I'd leave the bike designing to the bike designers. The hole size and shape looks pretty darn deliberate to me. And as somebody else said, you may nullify your warranty by making any such modification, even if you think it makes the frame better.


----------



## wasserbox (Mar 17, 2002)

roadbike_moron said:


> What the heck happened there - was that a joke or was it real?


That's what happens when you try to ride without the wheels.


----------



## ApplemanBicycles (Nov 25, 2010)

Wowza!!! I hope the rider wasn't hurt as bad as the frame.



roadie01 said:


> If the frame is covered under warranty then what is the concern. If the hole is a problem and the frame fails you will receive a new frame. If not your riding happily along and replacing cables is not an exercise in frustration. Keep in mind that if one frame tube fails there are 3 other tubes to keep the bike from completely disintegrating.
> 
> Kind of like this!



One can't compare holes in carbon fiber frames to those of aluminum. Metal bikes distribute forces better than a hole in carbon fiber. It's EXTREMELY important that the frame manufacturer added reinforcement around the hole... otherwise the stress won't transfer around the hole!


----------



## Deus_Ex_Machina (Sep 4, 2010)

ApplemanBicycles said:


> It's EXTREMELY important that the frame manufacturer added reinforcement around the hole... otherwise the stress won't transfer around the hole!


It does not seem as if they did. If they did it is not noticeable. I am going to install an internal patch. I will have to insert a balloon to maintain adequate pressure on the carbon and resin while it cures. I will also have to apply a vacuum to the inside of the top tube during curing to remove air bubbles from the resin. I can probably do that from the cable routing hole at the front of the top tube. This should be an interesting little project. It won't add more than five grams to the frame weight, but will increase it's longevity significantly.


----------



## frdfandc (Nov 27, 2007)

I've worked on several bikes that had internal cable routing with access holes that large.

------------------------------------------------------------------------

## [Problem to work on]
Reproduce the bike frame thread word for word, from "I'd leave the" down to "the frame better.".

## [Source material]
------------------------------------------------------------------------

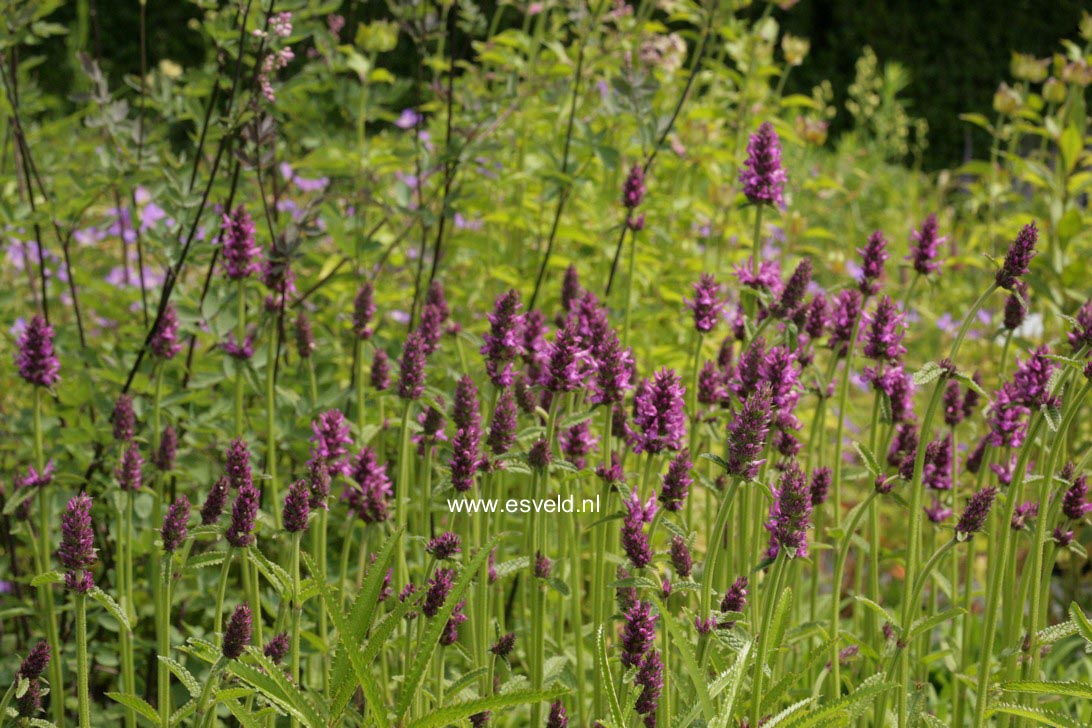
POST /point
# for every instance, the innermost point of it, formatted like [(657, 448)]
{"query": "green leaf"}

------------------------------------------------------------------------

## [Correct output]
I'd leave the bike designing to the bike designers. The hole size and shape looks pretty darn deliberate to me. And as somebody else said, you may nullify your warranty by making any such modification, even if you think it makes the frame better.